* Supplied text
= = = = =
Sage publishes evidence behind advice on measures such as lockdown

Lockdown restrictions should be eased very gradually in order to maintain public trust in health policy, according to experts advising the Government on the coronavirus outbreak.

The advice has been published by the Scientific Advisory Group for Emergencies (Sage) after calls for greater transparency.

On Tuesday it published a number of statements and accompanying evidence for measures like the lockdown, and issues such as herd immunity.

HEALTH Coronavirus
(PA Graphics)

A paper drawn up by the Scientific Pandemic Influenza group on Behaviour (SPI-B), considered by Sage at its April 2 meeting, suggested the abrupt lifting of restrictions may lead to people believing the risk of infection has ceased or significantly reduced.

The paper states: “If there is then an increase in infection rates that necessitates a reintroduction of restrictions this is likely to be seen as a serious failure of policy and trust in public health advice will be lost, leading to lower adherence to advice to restrict or to resume activity.

“To avoid these problems we would advocate trialling easing restrictions very gradually when epidemiologically indicated while clearly explaining why these particular activities are being resumed and how risks must be controlled if these activities are to be maintained.”

The note adds this method would allow an opportunity to gather epidemiological evidence about the impact of easing the restriction and provide evidence to the public about its impact.

It continues: “To maintain public trust and support it will be important to have acceptable and equitable criteria for selecting which activities can be resumed.”

At a meeting shortly before the Prime Minister ordered the UK’s coronavirus lockdown, scientists warned the previous guidance needed to be toughened up and combined with “hard-hitting emotional messaging”.

HEALTH Coronavirus ONS
(PA Graphics)

At the Sage meeting on March 23, the day Boris Johnson announced the new policy, a paper drawn up by behavioural science experts said: “The perceived level of personal threat needs to be increased among those who are complacent, using hard-hitting emotional messaging.
= = = = =
* Entries shown
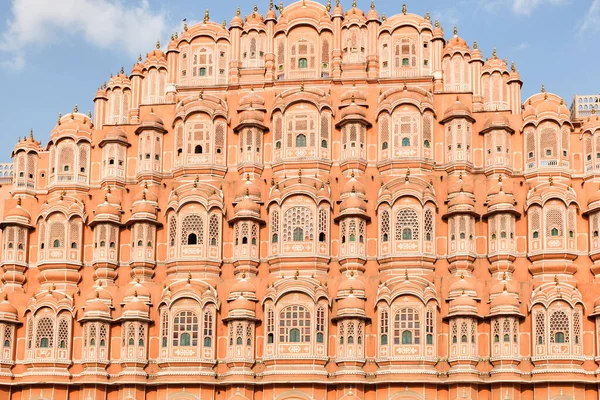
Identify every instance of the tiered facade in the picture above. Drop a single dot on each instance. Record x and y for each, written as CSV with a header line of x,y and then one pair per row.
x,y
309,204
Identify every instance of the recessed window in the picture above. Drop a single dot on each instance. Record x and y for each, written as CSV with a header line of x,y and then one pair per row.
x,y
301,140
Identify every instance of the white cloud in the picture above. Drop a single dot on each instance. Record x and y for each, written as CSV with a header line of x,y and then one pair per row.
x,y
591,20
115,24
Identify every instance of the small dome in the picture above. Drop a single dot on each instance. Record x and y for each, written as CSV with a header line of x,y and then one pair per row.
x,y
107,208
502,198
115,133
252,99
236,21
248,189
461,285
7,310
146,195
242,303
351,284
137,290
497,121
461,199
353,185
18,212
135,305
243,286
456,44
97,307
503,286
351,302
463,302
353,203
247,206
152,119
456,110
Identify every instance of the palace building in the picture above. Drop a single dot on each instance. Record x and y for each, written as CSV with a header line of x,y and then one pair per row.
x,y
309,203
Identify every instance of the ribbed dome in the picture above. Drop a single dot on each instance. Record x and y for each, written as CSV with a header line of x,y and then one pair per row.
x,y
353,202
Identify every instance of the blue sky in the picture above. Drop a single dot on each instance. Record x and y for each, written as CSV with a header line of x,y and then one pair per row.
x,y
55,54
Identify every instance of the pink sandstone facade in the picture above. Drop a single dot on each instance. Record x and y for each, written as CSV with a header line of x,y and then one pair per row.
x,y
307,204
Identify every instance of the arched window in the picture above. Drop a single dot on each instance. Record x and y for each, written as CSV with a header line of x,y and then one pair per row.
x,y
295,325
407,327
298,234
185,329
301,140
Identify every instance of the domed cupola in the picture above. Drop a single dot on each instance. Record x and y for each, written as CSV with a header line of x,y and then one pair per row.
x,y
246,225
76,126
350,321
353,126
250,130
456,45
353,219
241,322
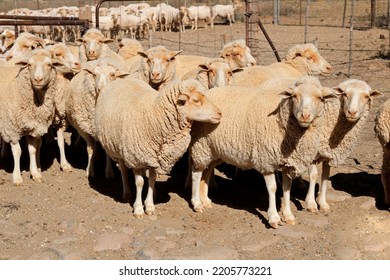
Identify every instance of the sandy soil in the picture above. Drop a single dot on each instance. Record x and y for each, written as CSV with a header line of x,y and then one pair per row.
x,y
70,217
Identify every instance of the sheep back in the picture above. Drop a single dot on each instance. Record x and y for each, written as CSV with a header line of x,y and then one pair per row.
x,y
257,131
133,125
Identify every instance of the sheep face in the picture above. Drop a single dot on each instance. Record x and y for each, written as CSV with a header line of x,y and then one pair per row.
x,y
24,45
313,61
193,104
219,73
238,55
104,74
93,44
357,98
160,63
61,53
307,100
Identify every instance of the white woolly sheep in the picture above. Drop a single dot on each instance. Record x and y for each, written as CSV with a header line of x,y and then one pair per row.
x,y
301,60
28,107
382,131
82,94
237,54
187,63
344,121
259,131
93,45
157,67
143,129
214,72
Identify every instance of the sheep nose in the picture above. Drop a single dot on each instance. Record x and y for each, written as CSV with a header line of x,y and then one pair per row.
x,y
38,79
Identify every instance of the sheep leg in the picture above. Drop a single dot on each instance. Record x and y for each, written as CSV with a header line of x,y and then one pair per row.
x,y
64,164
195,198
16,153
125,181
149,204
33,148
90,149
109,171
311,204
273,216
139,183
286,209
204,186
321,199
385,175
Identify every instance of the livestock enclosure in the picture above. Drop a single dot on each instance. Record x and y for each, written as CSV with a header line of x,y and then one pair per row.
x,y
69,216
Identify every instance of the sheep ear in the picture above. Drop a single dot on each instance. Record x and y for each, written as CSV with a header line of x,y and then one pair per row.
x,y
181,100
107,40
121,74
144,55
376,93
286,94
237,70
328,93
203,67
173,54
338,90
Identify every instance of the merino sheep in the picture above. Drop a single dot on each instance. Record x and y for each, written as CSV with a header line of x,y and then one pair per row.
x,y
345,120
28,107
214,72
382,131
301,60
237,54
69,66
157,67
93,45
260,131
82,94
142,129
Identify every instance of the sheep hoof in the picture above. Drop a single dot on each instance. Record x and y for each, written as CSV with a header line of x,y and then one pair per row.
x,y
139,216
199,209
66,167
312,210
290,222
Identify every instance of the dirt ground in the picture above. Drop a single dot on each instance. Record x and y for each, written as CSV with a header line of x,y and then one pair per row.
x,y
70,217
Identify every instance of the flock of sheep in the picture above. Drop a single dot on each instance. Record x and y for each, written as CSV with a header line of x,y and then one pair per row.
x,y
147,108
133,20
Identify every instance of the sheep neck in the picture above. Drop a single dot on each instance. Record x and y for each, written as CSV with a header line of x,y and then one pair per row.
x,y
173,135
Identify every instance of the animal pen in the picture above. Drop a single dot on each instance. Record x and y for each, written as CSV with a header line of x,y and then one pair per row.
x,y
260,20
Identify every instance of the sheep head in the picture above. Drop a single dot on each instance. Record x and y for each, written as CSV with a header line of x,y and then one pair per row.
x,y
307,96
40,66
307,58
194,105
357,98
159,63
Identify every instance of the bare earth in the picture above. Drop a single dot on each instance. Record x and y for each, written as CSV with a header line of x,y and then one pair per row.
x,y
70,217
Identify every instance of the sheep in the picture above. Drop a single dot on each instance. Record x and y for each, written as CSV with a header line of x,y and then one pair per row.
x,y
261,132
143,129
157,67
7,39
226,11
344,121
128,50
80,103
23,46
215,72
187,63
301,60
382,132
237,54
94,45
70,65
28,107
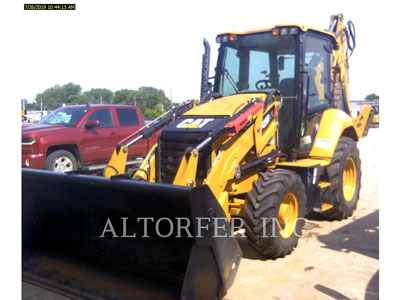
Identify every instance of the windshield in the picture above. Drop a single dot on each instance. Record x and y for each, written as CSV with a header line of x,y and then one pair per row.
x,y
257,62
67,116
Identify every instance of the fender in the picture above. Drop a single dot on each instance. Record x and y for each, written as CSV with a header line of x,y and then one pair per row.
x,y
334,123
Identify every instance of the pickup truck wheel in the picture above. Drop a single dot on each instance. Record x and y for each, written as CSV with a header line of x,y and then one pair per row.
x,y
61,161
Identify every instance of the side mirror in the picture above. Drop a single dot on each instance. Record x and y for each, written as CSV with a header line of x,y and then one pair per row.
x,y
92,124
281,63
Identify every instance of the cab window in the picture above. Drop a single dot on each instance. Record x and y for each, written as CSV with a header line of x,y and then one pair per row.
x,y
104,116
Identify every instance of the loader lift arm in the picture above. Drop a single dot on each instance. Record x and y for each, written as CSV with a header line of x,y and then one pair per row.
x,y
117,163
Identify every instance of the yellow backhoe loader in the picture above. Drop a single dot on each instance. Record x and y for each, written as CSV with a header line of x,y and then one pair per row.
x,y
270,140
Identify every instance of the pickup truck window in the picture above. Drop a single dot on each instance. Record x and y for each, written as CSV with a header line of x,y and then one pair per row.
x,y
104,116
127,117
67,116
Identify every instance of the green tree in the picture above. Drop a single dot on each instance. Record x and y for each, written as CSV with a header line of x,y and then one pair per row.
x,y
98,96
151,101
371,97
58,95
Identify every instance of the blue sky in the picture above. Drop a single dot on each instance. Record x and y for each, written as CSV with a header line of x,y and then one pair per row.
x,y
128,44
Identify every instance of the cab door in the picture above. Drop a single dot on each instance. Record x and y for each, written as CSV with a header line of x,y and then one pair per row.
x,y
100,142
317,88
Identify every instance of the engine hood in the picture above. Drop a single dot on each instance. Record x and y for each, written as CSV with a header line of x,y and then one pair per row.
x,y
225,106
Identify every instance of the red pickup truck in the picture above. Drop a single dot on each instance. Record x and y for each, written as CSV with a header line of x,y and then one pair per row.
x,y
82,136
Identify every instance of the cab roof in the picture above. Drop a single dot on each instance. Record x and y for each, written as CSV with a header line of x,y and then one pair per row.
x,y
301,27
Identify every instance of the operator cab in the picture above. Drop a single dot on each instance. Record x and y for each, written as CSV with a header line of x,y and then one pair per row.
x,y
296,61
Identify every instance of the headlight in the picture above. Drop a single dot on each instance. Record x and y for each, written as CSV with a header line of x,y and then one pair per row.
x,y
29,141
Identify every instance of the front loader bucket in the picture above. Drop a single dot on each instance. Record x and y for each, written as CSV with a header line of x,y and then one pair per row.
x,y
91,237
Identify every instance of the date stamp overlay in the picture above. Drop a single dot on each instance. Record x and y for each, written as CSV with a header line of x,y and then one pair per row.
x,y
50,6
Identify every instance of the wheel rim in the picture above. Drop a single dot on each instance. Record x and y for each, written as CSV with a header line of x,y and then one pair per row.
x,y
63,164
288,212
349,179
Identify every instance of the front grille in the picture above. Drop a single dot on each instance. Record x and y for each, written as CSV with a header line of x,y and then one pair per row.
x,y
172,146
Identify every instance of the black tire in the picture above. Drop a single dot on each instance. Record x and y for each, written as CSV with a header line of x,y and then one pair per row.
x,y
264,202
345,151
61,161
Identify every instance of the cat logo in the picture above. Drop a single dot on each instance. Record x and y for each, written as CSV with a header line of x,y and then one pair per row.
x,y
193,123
= = = = =
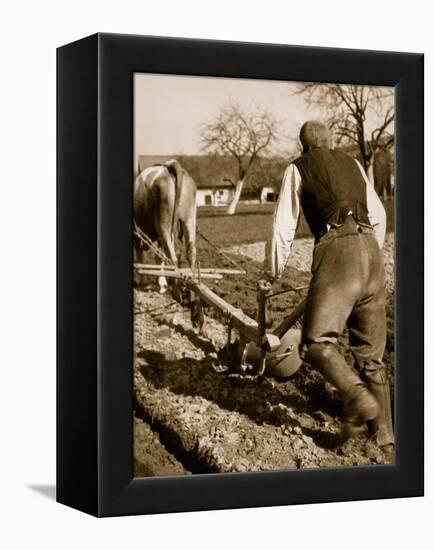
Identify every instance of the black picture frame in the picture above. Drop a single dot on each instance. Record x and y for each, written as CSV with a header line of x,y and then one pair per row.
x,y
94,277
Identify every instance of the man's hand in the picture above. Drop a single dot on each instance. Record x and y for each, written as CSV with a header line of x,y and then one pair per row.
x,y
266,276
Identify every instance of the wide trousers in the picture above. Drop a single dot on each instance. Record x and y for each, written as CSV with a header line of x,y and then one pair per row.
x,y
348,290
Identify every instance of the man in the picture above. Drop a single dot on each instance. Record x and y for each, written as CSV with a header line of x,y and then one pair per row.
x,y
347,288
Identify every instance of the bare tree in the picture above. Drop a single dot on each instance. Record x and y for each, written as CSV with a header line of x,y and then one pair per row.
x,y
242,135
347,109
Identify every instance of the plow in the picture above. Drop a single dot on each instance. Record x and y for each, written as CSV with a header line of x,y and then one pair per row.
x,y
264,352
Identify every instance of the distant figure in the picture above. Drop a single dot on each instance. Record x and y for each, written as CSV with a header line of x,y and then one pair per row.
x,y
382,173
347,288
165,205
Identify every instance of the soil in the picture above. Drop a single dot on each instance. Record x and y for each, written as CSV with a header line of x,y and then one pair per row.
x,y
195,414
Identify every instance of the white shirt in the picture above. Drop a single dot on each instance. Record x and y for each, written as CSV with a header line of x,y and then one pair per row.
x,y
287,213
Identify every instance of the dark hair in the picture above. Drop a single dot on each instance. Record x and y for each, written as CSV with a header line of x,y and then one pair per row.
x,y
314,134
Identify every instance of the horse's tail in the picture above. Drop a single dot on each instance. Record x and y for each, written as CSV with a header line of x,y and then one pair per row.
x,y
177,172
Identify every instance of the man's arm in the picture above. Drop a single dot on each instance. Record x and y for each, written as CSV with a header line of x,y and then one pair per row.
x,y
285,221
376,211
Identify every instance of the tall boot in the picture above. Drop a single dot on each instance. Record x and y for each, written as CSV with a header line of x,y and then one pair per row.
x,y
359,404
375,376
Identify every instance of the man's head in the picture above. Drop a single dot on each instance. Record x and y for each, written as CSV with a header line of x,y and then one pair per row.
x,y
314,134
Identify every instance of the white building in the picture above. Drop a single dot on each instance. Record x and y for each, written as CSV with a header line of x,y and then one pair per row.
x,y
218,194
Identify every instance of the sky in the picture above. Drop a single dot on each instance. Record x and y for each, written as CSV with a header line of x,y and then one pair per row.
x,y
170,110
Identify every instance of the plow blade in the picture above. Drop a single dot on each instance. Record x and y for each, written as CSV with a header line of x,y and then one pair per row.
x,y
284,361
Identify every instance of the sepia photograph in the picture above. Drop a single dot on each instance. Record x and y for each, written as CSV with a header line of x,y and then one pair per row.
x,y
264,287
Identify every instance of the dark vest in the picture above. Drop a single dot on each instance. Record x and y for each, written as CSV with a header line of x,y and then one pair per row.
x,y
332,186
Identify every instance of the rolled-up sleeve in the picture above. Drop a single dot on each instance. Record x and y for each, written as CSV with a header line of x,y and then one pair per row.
= = = = =
* Work instruction 1
In the lockdown article, rewrite the passage between "Sage publishes evidence" and "the coronavirus outbreak.", inclusive, changing "Government" to "ministers".
* Work instruction 2
What date does the lockdown article give for the Sage meeting held on the day Boris Johnson announced the new policy?
* Work instruction 3
Continue the article on Sage's lockdown advice from the point where it stops.

* Answer section 1
Sage publishes evidence behind advice on measures such as lockdown

Lockdown restrictions should be eased very gradually in order to maintain public trust in health policy, according to experts advising the ministers on the coronavirus outbreak.

* Answer section 2
March 23.

* Answer section 3
“To be effective this must also empower people by making clear the actions they can take to reduce the threat.”

The lockdown decision was taken after Sage was presented with modelling evidence suggesting intensive care units across the country would be swamped.

At the March 23 meeting, experts considered a summary of the coronavirus modelling which warned “it is very likely that we will see ICU capacity in London breached by the end of the month, even if additional measures are put in place today”.

The modelling suggested the rapid increase in intensive care admissions indicated the reproduction number – the R rate – was higher than the 2.4 previously estimated and could have been more than three.

In earlier advice, some of the scientists suggested publicising the concept of herd immunity to explain why the UK was not imposing social distancing measures in early March.

A paper dated March 4, considered by Sage on March 5, said: “SPI-B (scientific pandemic influenza group on behaviours) have divergent opinions on the impact of not applying widescale social isolation at the same time as recommending isolation to at-risk groups.

“One view is that explaining that members of the community are building some immunity will make this acceptable.

“Another view is that recommending isolation to only one section of society risks causing discontent.”

Coronavirus
Chief scientific adviser Sir Patrick Vallance (Yui Mok/PA)

Chief scientific adviser Sir Patrick Vallance talked about the concept of herd immunity in broadcast interviews on March 13, but the Government later said achieving herd immunity was never a policy.

The documents also revealed that experts suggested workers who have developed Covid-19 antibodies could be given riskier frontline roles by unscrupulous employers.

A paper considered by Sage at its April 14 meeting indicated employers might “actively discriminate” against workers who were not shown to have antibodies.

The note said: “Some employers may discriminate on the basis of antibody status. This might include not permitting those testing antibody negative to return to work or only taking on new staff with antibody positive test results.”

The note also warned about the risk of people trying to “game” the system by attempting to purchase a fake test result.

The release of the documents comes one day after Sage published a list of some of the experts who have been sitting on the group.

The documents will be updated on a regular basis with the latest available evidence provided to Sage.